» **What to do**:
How many lines in the material below contain the string "plant"? Reply with the number alone.

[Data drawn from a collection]

-*-*-

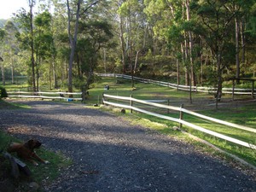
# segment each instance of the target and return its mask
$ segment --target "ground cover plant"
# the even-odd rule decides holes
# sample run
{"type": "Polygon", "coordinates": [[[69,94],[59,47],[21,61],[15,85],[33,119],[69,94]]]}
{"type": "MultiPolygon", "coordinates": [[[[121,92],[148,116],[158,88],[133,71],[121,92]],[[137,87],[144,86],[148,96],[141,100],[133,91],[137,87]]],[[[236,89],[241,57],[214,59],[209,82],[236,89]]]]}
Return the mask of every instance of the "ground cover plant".
{"type": "MultiPolygon", "coordinates": [[[[44,89],[46,90],[47,86],[45,86],[44,89]]],[[[190,103],[190,101],[189,99],[189,93],[188,91],[177,91],[175,89],[138,82],[135,82],[134,87],[132,87],[131,80],[115,78],[99,78],[96,79],[96,82],[93,84],[91,84],[89,90],[88,99],[85,101],[85,105],[93,106],[95,104],[101,104],[103,93],[121,96],[131,96],[132,95],[133,97],[142,100],[166,99],[169,100],[169,105],[172,106],[179,107],[181,106],[181,104],[183,104],[183,108],[186,109],[195,111],[199,113],[202,113],[218,119],[256,129],[256,103],[255,102],[253,102],[253,100],[249,98],[250,96],[236,96],[236,101],[232,102],[231,96],[226,94],[223,96],[219,108],[216,109],[215,99],[213,97],[213,95],[193,92],[193,102],[192,103],[190,103]],[[107,84],[109,86],[109,90],[104,89],[107,84]]],[[[143,108],[144,109],[148,111],[163,113],[174,118],[179,117],[178,112],[170,111],[170,113],[167,113],[167,110],[166,109],[160,110],[155,108],[148,108],[143,105],[137,105],[137,107],[143,108]]],[[[119,112],[119,109],[117,111],[119,112]]],[[[126,111],[128,112],[128,110],[126,111]]],[[[147,126],[148,127],[150,126],[150,125],[154,125],[154,127],[158,127],[156,129],[165,134],[183,137],[183,134],[173,131],[172,127],[178,125],[177,123],[160,119],[158,118],[142,114],[139,113],[134,113],[130,116],[131,116],[131,118],[133,119],[133,122],[138,123],[139,121],[143,121],[143,125],[148,125],[147,126]],[[149,120],[146,120],[148,124],[145,123],[145,119],[149,120]],[[155,123],[165,125],[156,126],[155,123]]],[[[245,131],[237,130],[236,128],[217,125],[207,120],[201,120],[198,118],[192,117],[189,114],[184,114],[184,120],[198,125],[204,128],[247,142],[249,143],[254,145],[256,144],[254,133],[250,133],[245,131]]],[[[226,141],[210,137],[207,134],[199,132],[189,127],[184,126],[183,128],[186,131],[190,132],[196,137],[203,138],[214,144],[215,146],[218,146],[218,148],[228,151],[230,154],[234,154],[256,166],[256,155],[254,150],[234,145],[232,143],[227,143],[226,141]]]]}
{"type": "MultiPolygon", "coordinates": [[[[25,105],[15,105],[13,103],[7,102],[5,101],[0,100],[0,113],[3,113],[3,110],[9,109],[18,109],[18,108],[29,108],[25,105]]],[[[28,109],[29,110],[29,109],[28,109]]],[[[72,165],[72,160],[70,158],[65,157],[61,152],[53,152],[47,150],[46,148],[40,148],[37,149],[37,154],[43,159],[47,159],[50,161],[49,164],[44,165],[40,164],[38,166],[34,166],[31,162],[27,160],[23,160],[30,171],[32,172],[32,176],[26,177],[21,172],[21,177],[19,180],[15,180],[10,175],[11,165],[7,160],[3,154],[5,153],[8,146],[12,143],[23,143],[26,141],[20,141],[10,134],[4,131],[2,128],[0,130],[0,181],[4,186],[8,186],[7,191],[9,189],[12,191],[14,189],[19,189],[20,191],[31,190],[29,183],[32,182],[36,182],[40,185],[44,183],[51,183],[61,174],[61,170],[62,168],[67,167],[72,165]],[[6,184],[7,183],[7,184],[6,184]]],[[[15,154],[12,154],[14,156],[17,157],[15,154]]],[[[3,186],[2,186],[3,187],[3,186]]],[[[1,188],[1,185],[0,185],[1,188]]]]}
{"type": "MultiPolygon", "coordinates": [[[[101,98],[102,93],[122,96],[130,96],[131,95],[132,95],[133,97],[142,100],[169,99],[169,104],[172,106],[179,107],[181,104],[184,104],[184,108],[195,111],[199,113],[256,129],[256,103],[253,99],[248,98],[248,96],[245,98],[244,96],[241,97],[236,96],[236,100],[232,102],[230,95],[224,95],[222,99],[222,102],[220,102],[220,107],[216,109],[214,106],[214,97],[213,96],[209,94],[192,93],[193,102],[190,103],[189,100],[189,92],[186,91],[177,91],[174,89],[170,89],[167,87],[162,87],[160,85],[149,84],[142,84],[137,82],[135,84],[135,90],[131,87],[131,83],[130,80],[122,79],[122,84],[117,84],[116,82],[117,81],[115,79],[103,78],[102,80],[94,84],[93,88],[90,90],[90,97],[87,101],[88,104],[96,103],[101,101],[101,99],[96,98],[101,98]],[[110,90],[104,90],[103,87],[105,84],[108,84],[110,90]]],[[[129,105],[129,103],[126,104],[129,105]]],[[[171,117],[179,117],[179,113],[177,112],[171,111],[169,113],[167,113],[166,109],[159,110],[152,108],[145,108],[143,106],[140,107],[144,108],[147,110],[158,112],[171,117]]],[[[119,112],[119,110],[117,111],[119,112]]],[[[126,111],[128,112],[129,110],[126,111]]],[[[229,137],[232,137],[234,138],[240,139],[254,145],[256,144],[256,135],[254,133],[218,125],[207,120],[201,120],[189,114],[184,114],[183,118],[184,120],[192,124],[202,126],[204,128],[219,132],[229,137]]],[[[178,135],[179,137],[182,137],[182,134],[177,134],[177,131],[173,131],[172,130],[172,127],[174,125],[178,125],[177,123],[160,119],[158,118],[142,114],[139,113],[133,113],[132,119],[133,122],[137,123],[142,120],[143,122],[143,125],[147,125],[147,126],[150,126],[150,124],[153,124],[154,127],[158,127],[156,128],[158,131],[165,134],[175,136],[178,135]],[[137,118],[136,118],[135,116],[137,116],[137,118]],[[145,123],[145,119],[149,119],[149,122],[145,123]],[[166,125],[160,127],[155,126],[153,122],[166,125]]],[[[209,135],[199,132],[189,127],[183,128],[186,131],[195,135],[196,137],[206,141],[208,141],[212,144],[220,148],[221,149],[236,154],[236,156],[247,160],[250,164],[256,166],[255,150],[241,146],[237,146],[224,140],[212,137],[209,135]]]]}

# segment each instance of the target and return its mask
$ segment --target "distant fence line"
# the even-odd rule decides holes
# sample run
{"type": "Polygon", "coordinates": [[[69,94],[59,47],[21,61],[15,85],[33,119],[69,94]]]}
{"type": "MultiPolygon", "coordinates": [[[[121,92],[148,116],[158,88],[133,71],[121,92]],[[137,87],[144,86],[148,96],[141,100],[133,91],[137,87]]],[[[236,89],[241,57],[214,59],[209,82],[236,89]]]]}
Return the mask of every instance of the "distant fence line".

-*-*-

» **Expected output**:
2